** Available records follows **

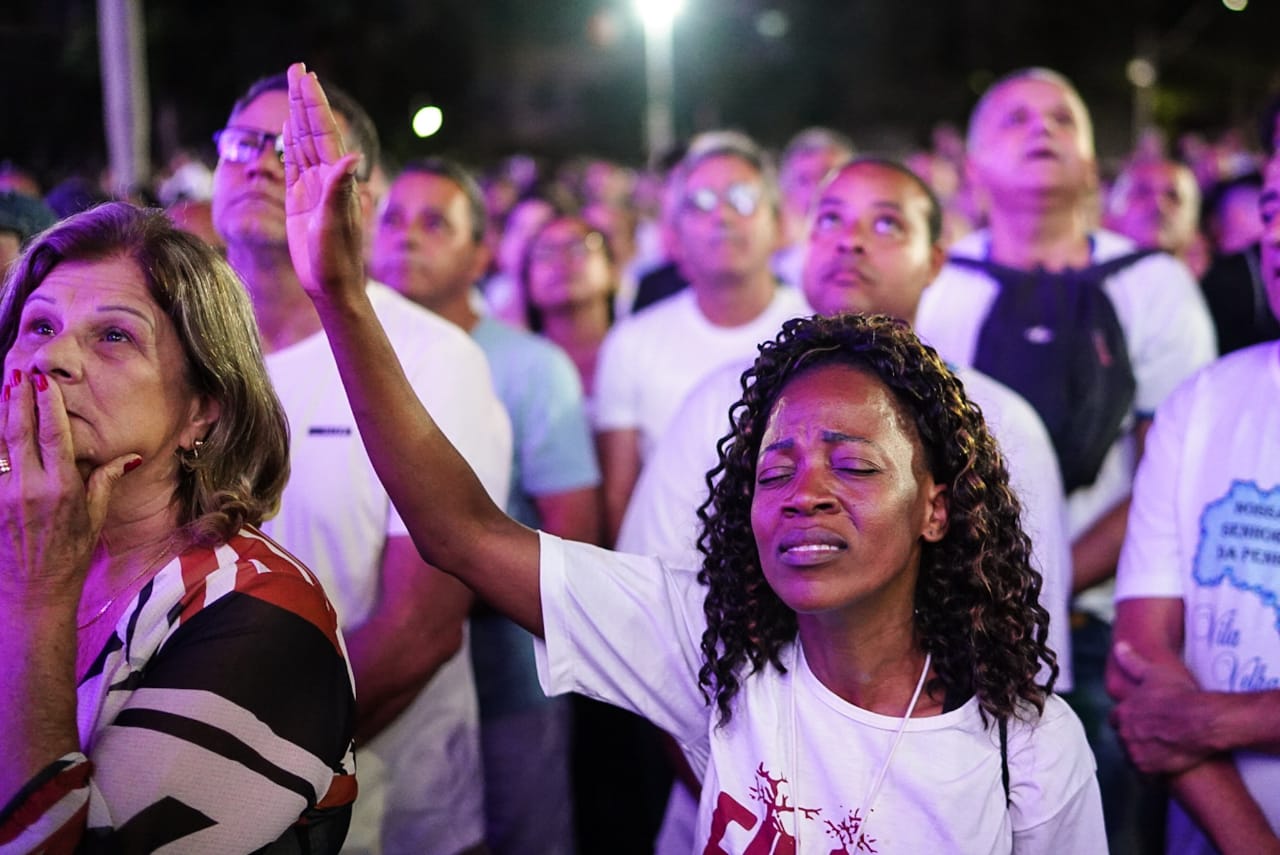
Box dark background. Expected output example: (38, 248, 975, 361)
(4, 0, 1280, 183)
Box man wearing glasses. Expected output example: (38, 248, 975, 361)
(593, 131, 810, 546)
(211, 73, 511, 855)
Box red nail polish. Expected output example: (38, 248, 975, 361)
(2, 385, 9, 403)
(9, 369, 19, 385)
(33, 374, 47, 392)
(124, 457, 143, 473)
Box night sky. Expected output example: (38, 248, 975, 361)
(4, 0, 1280, 184)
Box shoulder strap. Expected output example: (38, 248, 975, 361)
(945, 254, 1030, 283)
(1078, 247, 1160, 280)
(946, 247, 1160, 282)
(999, 716, 1010, 806)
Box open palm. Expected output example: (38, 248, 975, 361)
(281, 63, 365, 302)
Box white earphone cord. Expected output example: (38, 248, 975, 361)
(789, 648, 932, 851)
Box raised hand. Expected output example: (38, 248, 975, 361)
(282, 62, 365, 306)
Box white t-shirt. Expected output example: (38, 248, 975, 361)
(917, 229, 1216, 620)
(618, 360, 1074, 690)
(263, 282, 512, 855)
(592, 285, 810, 459)
(1116, 342, 1280, 854)
(534, 533, 1104, 853)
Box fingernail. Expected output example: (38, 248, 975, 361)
(9, 369, 19, 385)
(33, 374, 48, 392)
(124, 457, 143, 473)
(2, 385, 9, 403)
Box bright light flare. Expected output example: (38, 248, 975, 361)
(756, 9, 789, 39)
(635, 0, 684, 30)
(1126, 58, 1157, 89)
(412, 105, 443, 138)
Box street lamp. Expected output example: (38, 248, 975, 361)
(636, 0, 684, 162)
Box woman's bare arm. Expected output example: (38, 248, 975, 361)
(281, 63, 544, 635)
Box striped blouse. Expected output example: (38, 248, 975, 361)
(0, 527, 357, 854)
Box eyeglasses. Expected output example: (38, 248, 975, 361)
(684, 182, 763, 217)
(529, 231, 605, 263)
(213, 127, 285, 165)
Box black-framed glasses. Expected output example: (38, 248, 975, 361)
(684, 182, 763, 217)
(213, 127, 285, 165)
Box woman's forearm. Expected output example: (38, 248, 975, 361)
(0, 599, 78, 806)
(312, 287, 545, 635)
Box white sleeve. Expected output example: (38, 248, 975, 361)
(914, 263, 998, 367)
(1115, 372, 1197, 602)
(616, 364, 740, 568)
(533, 532, 710, 752)
(1007, 696, 1107, 850)
(1114, 254, 1216, 417)
(1011, 778, 1108, 855)
(590, 323, 640, 432)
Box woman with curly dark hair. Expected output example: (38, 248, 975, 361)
(282, 64, 1104, 854)
(698, 311, 1055, 728)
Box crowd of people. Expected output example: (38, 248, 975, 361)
(0, 57, 1278, 854)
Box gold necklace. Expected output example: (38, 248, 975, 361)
(77, 540, 176, 631)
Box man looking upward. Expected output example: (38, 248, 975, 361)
(916, 68, 1216, 850)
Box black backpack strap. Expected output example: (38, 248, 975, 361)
(946, 247, 1159, 277)
(946, 248, 1156, 493)
(999, 716, 1011, 806)
(1079, 248, 1160, 279)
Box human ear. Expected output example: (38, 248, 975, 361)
(182, 394, 222, 450)
(921, 482, 949, 543)
(926, 240, 946, 281)
(467, 241, 493, 284)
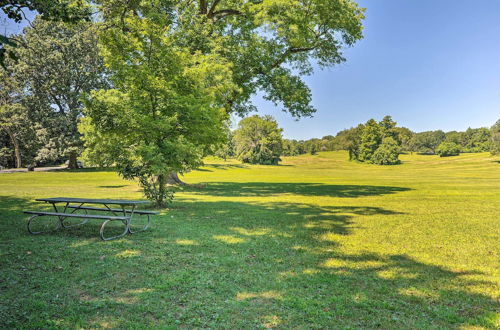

** End of Available records **

## Exercise requirements
Reproduce the entire listing exactly, except for any pictures it contains.

## Solution for this exercise
Box dark background. Expected output example: (38, 248, 975, 361)
(4, 0, 1280, 183)
Box man wearing glasses. Expected output example: (38, 248, 975, 361)
(593, 131, 810, 546)
(211, 73, 511, 855)
Box red nail polish. Expected output example: (38, 248, 975, 361)
(2, 385, 9, 403)
(9, 369, 19, 385)
(33, 374, 47, 392)
(124, 457, 143, 473)
Box night sky. Expected output example: (38, 248, 975, 361)
(4, 0, 1280, 184)
Box shoulder strap. Expected output example: (38, 248, 975, 361)
(945, 254, 1030, 283)
(1078, 247, 1160, 280)
(946, 247, 1160, 282)
(999, 716, 1010, 806)
Box open palm. Expected output example: (38, 248, 975, 361)
(281, 63, 365, 302)
Box white earphone cord. Expected output example: (38, 248, 975, 361)
(789, 648, 932, 851)
Box raised hand. Expected output example: (38, 248, 975, 361)
(282, 62, 365, 306)
Box white t-shirt. Expected output example: (38, 248, 975, 361)
(917, 229, 1216, 620)
(618, 360, 1074, 690)
(263, 282, 512, 855)
(592, 285, 810, 459)
(1116, 342, 1280, 854)
(534, 533, 1104, 853)
Box fingernail. Expected output example: (38, 248, 975, 361)
(9, 369, 19, 385)
(33, 374, 48, 392)
(124, 457, 143, 473)
(2, 385, 9, 403)
Box bright light flare. Expected output example: (38, 248, 975, 361)
(756, 9, 789, 39)
(635, 0, 684, 30)
(1126, 58, 1157, 89)
(412, 105, 443, 138)
Box street lamp. Expected output example: (38, 248, 975, 361)
(636, 0, 684, 162)
Box woman's bare arm. Expected output example: (38, 248, 975, 361)
(281, 63, 544, 635)
Box striped blouse. Expected output example: (38, 248, 975, 361)
(0, 527, 357, 854)
Box eyeglasses. Expected output example: (38, 248, 975, 361)
(684, 182, 763, 217)
(529, 231, 605, 263)
(213, 127, 285, 165)
Box black-framed glasses. Expected output example: (38, 248, 975, 361)
(684, 182, 763, 217)
(213, 127, 285, 165)
Box woman's forearm. Expected output example: (38, 248, 975, 361)
(0, 599, 78, 806)
(312, 287, 545, 635)
Box white sleeve. Expected output example: (38, 248, 975, 361)
(914, 263, 998, 367)
(1115, 372, 1197, 602)
(616, 364, 740, 568)
(533, 532, 710, 752)
(1007, 696, 1107, 850)
(1114, 254, 1216, 417)
(1011, 778, 1108, 855)
(590, 323, 640, 432)
Box woman with curly dark hair. Expected output example: (38, 248, 975, 361)
(282, 64, 1104, 854)
(698, 311, 1055, 728)
Box crowd of people. Expected output example: (38, 248, 975, 361)
(0, 57, 1278, 854)
Box gold necklace. Expected output example: (38, 248, 975, 361)
(77, 540, 176, 631)
Box man looking upward. Expected output example: (38, 248, 975, 361)
(916, 68, 1216, 850)
Box black backpack strap. Expected output example: (38, 248, 975, 361)
(946, 247, 1159, 277)
(946, 248, 1156, 493)
(999, 716, 1011, 806)
(1079, 248, 1160, 279)
Box human ear. Expected output example: (38, 248, 975, 361)
(182, 394, 222, 450)
(921, 482, 949, 543)
(926, 240, 946, 281)
(467, 241, 493, 284)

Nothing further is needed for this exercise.